• [Document segment]:
A very important question. The answer is that, to the best of my knowledge, there is no official attention paid to racial issues in Jewish discussions. There are some references to people from Africa being the children of Ham or Canaan, but not in the sense that slave owners later used it. In fact, Orthodox Jewish law tends to assume that just about all the national identifications in the Bible are no longer true, that the nations have been sufficiently mixed that we don't think the people who live in x region are actually the usual members of that region (so that Egyptians, for one example, aren't treated by Jewish law as if they are Biblical Egyptians).
It's also true that racial issues in today's Judaism are in some sense less prominent than they might be, because there are many Jews from birth of various skin colors (Jews from Middle Eastern countries like Yemen can be very dark, close to light skinned African Americans; Ethiopian Jews are in fact Africans). I don't say there are no racial issues within Judaism, only that they will be no different for a convert than they are for natural-born dark-skiinned Jews.
More important than any of that technicality, though, is that Jewish law is clear, adamant, and repetitive on the importance of welcoming converts, wherever they come from, and treating them well (in times when we thought we knew lineages, some kinds of converts couldn't marry Jews by birth, but that wasn't a matter of skin color, it was of the actions of the nationality into which those people were born; as I said above, we don't follow that anymore, because we think those lineages have been lost). That's true of all converts; it's not that we should view African-American converts as better or worse, or treat them better or worse, it's that we are required to welcome converts, and love them, and treat them with extra sensitivity for the process they've gone through in coming to Judaism.

• [Challenges]:
**a)** In the passage on race and conversion in Judaism, which Jews are described as being in fact Africans?
**b)** Please extend the passage on race and conversion in Judaism, picking up after its last sentence.
These records were taken from a separate source.

[Boundary annotation records]
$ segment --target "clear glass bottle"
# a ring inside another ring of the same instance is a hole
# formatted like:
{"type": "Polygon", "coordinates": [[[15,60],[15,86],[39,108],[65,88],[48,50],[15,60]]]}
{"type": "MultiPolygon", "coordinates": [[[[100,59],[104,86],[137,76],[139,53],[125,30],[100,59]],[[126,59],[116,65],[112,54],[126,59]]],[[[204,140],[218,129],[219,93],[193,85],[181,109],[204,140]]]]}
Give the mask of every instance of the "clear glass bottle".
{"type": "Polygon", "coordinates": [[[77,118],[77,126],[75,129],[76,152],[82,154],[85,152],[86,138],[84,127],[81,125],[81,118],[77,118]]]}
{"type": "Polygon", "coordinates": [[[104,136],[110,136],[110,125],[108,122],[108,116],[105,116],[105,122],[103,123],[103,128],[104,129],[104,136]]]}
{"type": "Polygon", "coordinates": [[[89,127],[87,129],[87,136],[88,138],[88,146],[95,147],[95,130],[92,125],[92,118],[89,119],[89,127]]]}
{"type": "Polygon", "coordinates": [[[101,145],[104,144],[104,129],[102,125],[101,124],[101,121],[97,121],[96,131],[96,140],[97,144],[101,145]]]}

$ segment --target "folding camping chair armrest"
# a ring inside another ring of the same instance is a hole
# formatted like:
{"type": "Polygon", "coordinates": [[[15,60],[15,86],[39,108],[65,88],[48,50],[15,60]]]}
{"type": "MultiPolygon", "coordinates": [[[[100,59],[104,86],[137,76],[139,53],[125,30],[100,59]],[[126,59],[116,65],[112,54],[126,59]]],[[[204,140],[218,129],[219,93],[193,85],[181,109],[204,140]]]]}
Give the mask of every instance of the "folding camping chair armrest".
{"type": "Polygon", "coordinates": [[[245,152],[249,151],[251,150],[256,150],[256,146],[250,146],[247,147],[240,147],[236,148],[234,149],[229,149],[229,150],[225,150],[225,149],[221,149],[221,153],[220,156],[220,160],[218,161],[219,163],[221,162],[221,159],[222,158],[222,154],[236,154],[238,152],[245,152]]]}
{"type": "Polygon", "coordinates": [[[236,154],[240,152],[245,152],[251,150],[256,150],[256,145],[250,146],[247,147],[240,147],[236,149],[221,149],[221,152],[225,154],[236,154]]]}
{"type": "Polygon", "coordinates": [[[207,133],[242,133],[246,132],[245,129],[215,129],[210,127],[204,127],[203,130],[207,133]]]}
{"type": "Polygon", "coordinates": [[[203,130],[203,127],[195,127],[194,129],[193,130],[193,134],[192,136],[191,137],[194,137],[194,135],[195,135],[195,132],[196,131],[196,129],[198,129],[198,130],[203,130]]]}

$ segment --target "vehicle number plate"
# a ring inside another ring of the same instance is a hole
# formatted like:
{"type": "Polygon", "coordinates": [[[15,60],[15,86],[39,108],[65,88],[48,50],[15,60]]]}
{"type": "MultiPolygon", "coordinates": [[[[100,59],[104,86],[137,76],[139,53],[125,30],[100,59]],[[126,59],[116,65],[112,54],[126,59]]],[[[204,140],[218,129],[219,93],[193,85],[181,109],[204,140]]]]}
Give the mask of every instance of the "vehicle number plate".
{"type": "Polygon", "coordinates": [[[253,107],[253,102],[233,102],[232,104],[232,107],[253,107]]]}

---

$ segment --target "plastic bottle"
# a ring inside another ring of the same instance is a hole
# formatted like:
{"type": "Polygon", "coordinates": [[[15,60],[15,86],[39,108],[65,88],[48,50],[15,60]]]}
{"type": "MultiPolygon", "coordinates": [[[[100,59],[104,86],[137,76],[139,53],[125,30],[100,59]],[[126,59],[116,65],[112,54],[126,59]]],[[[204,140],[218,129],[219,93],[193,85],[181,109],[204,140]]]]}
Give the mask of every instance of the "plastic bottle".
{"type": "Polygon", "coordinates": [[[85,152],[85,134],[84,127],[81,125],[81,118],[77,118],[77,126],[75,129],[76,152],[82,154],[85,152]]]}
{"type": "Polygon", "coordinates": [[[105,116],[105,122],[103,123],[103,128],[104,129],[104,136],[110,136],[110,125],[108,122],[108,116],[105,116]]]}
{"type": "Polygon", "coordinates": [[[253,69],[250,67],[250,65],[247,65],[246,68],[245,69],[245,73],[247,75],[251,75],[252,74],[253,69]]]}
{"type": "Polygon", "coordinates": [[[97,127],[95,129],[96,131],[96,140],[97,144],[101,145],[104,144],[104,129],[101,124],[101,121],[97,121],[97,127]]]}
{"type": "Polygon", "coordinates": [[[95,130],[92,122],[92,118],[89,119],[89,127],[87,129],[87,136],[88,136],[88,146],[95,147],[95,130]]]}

==

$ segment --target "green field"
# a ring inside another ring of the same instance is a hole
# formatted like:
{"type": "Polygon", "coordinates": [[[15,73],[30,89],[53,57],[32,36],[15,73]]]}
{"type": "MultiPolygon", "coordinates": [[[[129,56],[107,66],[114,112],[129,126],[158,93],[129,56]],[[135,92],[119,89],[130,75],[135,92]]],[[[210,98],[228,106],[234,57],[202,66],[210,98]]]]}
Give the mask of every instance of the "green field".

• [Answers given]:
**a)** Ethiopian Jews.

**b)**
Growing up in the nineteen sixties, my mother and I argued about a question which might seem strange from our vantage point today. I asked her: "Which would you prefer: if I came home with a non-Jewish woman or a Jewish woman of color?" Although I would hardly describe my mother as prejudiced, my mother said that she would prefer a non-Jew rather than a person of color. This led to accusations that she was bigoted. In retrospect, I suspect that her attitude had more to do with the difficulties that a bi-racial couple might face in the world at that time.
As a rabbi, I have participated in the conversion of literally dozens of people of color who have joined the Jewish people and embraced the faith of Israel. From the perspective of Judaism, there is no difference between a person of color and a so-called white person. What matters is the depth of commitment of the person who becomes a Jew by choice.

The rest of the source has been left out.